*EXERCISE DETAILS*
Gather every line in the listing below that contains the word "white", and copy each such line in full.

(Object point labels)
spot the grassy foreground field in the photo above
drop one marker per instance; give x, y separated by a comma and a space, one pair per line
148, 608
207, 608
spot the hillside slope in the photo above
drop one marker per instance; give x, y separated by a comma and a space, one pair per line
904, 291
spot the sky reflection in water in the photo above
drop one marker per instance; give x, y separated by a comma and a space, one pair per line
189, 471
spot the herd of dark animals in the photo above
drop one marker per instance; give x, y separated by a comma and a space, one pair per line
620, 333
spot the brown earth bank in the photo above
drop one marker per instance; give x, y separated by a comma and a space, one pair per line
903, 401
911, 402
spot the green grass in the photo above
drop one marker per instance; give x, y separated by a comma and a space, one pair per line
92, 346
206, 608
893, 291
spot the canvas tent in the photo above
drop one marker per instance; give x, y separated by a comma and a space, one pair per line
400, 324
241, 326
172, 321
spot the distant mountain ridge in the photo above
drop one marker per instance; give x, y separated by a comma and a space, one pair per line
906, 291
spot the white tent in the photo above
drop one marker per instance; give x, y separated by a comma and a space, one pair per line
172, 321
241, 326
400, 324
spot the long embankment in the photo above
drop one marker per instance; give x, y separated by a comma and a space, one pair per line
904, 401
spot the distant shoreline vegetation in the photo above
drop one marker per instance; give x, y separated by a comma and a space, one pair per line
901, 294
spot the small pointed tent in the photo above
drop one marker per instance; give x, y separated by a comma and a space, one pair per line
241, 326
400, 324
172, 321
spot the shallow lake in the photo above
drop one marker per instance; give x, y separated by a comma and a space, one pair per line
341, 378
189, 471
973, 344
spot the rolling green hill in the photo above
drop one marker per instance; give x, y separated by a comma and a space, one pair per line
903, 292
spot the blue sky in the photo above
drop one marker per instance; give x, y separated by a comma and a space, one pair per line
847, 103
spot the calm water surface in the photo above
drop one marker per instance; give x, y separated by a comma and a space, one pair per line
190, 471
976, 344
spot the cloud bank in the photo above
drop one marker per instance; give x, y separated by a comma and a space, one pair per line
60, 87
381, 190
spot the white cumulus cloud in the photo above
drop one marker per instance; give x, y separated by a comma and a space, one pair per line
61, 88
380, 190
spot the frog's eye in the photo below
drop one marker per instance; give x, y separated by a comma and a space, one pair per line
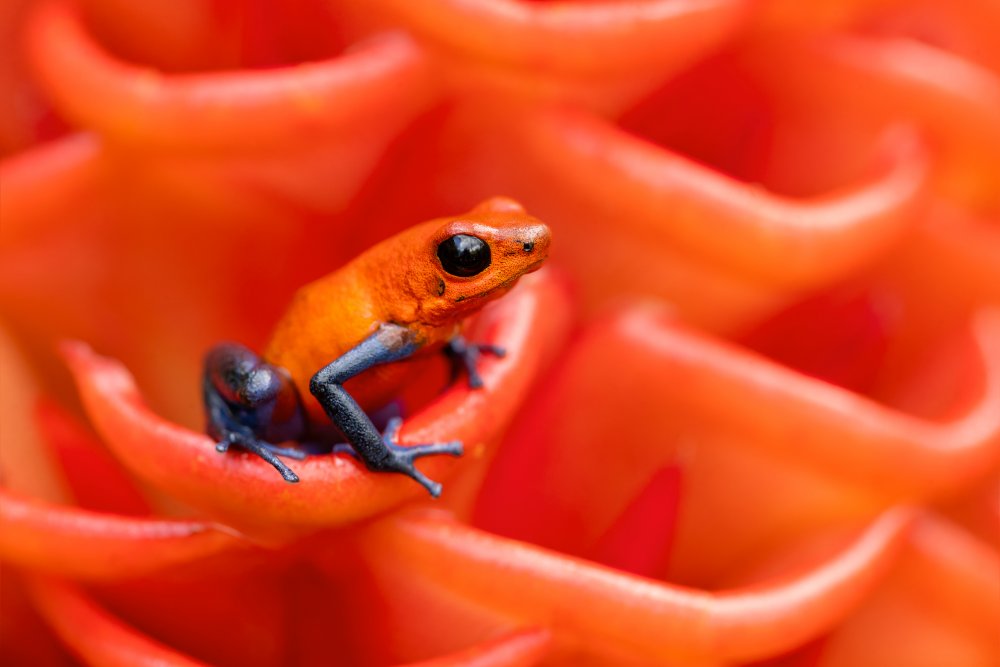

*OUTPUT FOR THIS TASK*
spot the white tent in the photo above
spot the white cumulus cloud in the photo above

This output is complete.